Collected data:
[Start of Attachment]
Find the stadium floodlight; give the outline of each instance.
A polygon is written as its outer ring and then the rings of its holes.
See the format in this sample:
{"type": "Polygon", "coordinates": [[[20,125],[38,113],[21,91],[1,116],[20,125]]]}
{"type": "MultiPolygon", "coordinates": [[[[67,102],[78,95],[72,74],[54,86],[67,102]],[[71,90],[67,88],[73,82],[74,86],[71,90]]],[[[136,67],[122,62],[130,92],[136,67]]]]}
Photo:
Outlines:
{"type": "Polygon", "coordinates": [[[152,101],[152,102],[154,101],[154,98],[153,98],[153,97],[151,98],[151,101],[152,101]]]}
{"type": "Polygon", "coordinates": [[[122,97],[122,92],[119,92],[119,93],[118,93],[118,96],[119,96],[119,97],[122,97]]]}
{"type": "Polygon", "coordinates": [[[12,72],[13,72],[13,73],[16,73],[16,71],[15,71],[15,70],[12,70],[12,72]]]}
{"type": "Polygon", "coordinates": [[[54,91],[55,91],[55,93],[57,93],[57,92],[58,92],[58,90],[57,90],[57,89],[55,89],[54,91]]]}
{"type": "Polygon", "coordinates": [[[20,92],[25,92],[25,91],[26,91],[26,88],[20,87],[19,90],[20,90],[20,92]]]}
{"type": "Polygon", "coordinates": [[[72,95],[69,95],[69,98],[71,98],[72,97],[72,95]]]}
[End of Attachment]
WORK ITEM: Would you restate the entries word for word, omitting none?

REPLY TO THE EXERCISE:
Find the stadium floodlight; give the outline of each instance.
A polygon is written as its outer ring and then the rings of its holes.
See the format in this sample:
{"type": "Polygon", "coordinates": [[[20,125],[38,113],[21,91],[1,116],[20,125]]]}
{"type": "MultiPolygon", "coordinates": [[[[67,102],[78,95],[72,74],[54,86],[67,102]],[[71,90],[67,88],[73,82],[74,86],[71,90]]],[[[136,67],[122,62],[130,92],[136,67]]]]}
Photo:
Outlines:
{"type": "Polygon", "coordinates": [[[152,101],[152,102],[154,101],[154,98],[153,98],[153,97],[151,98],[151,101],[152,101]]]}
{"type": "Polygon", "coordinates": [[[122,97],[122,92],[119,92],[119,93],[118,93],[118,96],[119,96],[119,97],[122,97]]]}
{"type": "Polygon", "coordinates": [[[12,72],[13,72],[13,73],[16,73],[16,71],[15,71],[15,70],[12,70],[12,72]]]}
{"type": "Polygon", "coordinates": [[[54,91],[55,91],[55,93],[57,93],[57,92],[58,92],[58,90],[57,90],[57,89],[55,89],[54,91]]]}
{"type": "Polygon", "coordinates": [[[20,92],[25,92],[25,91],[26,91],[26,88],[20,87],[19,90],[20,90],[20,92]]]}
{"type": "Polygon", "coordinates": [[[72,95],[69,95],[69,98],[71,98],[72,97],[72,95]]]}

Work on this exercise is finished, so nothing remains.